Problem statement » Repeat the records word for word, starting at the line that contains "Locate the tree" and ending at the last line of the records.
BEGIN Entries shown
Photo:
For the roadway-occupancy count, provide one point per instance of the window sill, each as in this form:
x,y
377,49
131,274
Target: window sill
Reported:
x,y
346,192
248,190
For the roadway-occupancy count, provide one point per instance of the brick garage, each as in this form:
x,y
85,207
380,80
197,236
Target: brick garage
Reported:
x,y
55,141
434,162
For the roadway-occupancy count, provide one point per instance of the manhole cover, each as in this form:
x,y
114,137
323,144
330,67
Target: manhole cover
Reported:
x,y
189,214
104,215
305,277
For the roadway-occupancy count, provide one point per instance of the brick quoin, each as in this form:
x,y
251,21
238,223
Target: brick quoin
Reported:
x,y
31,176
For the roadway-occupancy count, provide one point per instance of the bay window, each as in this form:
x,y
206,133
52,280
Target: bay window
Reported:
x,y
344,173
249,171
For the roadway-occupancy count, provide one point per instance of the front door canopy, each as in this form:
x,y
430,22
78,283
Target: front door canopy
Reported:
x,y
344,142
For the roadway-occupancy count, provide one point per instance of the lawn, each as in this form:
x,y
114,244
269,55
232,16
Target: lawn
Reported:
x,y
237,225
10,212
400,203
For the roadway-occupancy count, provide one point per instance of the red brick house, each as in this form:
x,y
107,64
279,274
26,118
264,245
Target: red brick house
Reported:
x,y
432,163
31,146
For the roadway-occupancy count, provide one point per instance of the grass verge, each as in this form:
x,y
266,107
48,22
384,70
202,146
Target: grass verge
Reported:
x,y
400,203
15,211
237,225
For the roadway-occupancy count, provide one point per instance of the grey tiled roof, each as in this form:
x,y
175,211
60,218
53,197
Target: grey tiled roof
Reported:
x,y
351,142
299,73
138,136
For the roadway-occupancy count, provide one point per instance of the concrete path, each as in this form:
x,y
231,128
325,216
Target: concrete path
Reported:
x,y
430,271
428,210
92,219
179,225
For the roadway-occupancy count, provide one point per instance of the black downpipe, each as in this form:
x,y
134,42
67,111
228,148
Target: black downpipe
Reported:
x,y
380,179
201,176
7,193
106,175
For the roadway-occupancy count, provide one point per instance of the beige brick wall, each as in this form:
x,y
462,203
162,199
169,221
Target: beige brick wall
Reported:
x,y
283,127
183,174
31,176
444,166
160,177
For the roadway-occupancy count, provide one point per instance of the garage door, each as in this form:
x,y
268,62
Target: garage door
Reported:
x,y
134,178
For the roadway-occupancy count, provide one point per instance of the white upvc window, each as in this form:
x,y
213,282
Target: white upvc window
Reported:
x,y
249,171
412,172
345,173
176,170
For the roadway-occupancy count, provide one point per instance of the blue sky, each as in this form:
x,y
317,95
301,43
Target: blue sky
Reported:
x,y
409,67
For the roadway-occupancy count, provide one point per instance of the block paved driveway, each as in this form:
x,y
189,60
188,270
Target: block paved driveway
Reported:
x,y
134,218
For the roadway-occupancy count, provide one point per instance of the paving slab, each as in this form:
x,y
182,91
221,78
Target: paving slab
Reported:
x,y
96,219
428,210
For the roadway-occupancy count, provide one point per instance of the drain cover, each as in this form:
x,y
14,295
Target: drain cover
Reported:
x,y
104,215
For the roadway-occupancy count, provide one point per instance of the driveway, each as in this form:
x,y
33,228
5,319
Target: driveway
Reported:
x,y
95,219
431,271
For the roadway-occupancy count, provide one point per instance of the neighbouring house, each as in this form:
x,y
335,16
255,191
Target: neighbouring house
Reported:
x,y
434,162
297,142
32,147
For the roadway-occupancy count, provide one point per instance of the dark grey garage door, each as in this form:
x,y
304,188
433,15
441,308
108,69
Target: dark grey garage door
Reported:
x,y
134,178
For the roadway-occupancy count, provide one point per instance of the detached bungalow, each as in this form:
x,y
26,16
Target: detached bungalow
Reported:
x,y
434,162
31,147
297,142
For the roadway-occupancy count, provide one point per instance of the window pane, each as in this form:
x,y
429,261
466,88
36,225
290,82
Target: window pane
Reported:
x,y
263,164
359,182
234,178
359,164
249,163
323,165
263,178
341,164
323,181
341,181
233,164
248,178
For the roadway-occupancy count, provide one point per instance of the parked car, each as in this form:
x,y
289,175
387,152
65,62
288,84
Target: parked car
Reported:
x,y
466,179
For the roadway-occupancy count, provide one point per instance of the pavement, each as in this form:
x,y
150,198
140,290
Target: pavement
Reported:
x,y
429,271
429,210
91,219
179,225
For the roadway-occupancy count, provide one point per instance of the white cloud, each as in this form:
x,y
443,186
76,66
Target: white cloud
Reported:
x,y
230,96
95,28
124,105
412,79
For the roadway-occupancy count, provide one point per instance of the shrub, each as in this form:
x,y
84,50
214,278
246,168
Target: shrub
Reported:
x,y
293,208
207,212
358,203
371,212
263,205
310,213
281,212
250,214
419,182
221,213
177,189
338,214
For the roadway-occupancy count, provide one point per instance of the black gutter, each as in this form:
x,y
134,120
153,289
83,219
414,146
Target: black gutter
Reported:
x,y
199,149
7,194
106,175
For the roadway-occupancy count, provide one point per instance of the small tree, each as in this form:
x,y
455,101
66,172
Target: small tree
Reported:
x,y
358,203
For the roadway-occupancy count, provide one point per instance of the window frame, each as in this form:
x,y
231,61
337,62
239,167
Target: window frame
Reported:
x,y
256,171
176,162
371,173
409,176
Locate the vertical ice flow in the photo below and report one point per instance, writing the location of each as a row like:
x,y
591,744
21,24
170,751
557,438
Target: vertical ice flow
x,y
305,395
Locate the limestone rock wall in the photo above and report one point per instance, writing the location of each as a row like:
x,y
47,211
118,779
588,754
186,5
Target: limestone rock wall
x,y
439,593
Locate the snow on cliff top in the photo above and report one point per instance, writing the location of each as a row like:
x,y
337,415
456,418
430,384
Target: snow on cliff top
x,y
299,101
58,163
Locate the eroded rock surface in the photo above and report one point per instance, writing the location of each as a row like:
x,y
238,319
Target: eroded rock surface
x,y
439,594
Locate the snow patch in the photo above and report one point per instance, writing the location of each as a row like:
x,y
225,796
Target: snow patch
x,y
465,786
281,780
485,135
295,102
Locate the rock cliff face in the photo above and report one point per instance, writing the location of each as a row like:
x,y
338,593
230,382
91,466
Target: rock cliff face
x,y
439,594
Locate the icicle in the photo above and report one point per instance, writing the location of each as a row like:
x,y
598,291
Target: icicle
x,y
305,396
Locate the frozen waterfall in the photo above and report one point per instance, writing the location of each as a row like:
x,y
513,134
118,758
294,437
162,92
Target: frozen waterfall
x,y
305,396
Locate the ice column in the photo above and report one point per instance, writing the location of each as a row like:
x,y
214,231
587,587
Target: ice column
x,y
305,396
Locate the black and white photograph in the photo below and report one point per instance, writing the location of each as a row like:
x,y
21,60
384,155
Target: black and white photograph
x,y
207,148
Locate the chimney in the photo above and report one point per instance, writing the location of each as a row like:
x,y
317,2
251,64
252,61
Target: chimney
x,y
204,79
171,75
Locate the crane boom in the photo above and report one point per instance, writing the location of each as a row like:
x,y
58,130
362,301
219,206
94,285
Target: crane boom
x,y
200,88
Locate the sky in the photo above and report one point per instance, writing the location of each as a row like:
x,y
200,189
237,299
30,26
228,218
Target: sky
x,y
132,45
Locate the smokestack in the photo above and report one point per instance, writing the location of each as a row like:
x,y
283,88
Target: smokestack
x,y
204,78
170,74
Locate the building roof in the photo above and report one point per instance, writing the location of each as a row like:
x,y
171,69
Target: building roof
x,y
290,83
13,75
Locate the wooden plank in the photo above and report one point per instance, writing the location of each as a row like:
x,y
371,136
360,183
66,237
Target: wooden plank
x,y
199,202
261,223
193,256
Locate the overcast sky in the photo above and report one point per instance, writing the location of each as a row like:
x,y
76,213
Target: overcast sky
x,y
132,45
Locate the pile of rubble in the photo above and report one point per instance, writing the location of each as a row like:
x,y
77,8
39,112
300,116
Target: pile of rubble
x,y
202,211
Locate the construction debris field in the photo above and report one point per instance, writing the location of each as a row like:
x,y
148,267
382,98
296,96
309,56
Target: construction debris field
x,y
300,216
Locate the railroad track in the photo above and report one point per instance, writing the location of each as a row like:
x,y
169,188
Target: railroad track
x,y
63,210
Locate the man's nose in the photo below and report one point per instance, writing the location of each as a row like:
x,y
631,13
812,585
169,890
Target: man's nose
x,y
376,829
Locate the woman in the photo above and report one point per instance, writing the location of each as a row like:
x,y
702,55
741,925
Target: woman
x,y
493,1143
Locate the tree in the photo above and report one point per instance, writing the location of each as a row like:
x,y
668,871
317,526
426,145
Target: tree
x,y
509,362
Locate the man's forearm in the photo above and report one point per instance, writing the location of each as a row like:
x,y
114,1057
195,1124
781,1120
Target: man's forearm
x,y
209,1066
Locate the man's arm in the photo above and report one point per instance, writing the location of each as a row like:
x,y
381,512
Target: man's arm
END Entries shown
Written response »
Locate the tree in the photo above and report one point per instance, writing the location of each as a row like:
x,y
668,871
317,526
426,145
Target: tree
x,y
509,362
Locate the man's forearm in the photo above and report one point per instance, writing the location of each as a row like:
x,y
114,1057
195,1124
781,1120
Target: man's forearm
x,y
209,1066
Locate the man's arm in the photo above and report one point per instance, writing the location of each as a row like:
x,y
381,512
Target: man's arm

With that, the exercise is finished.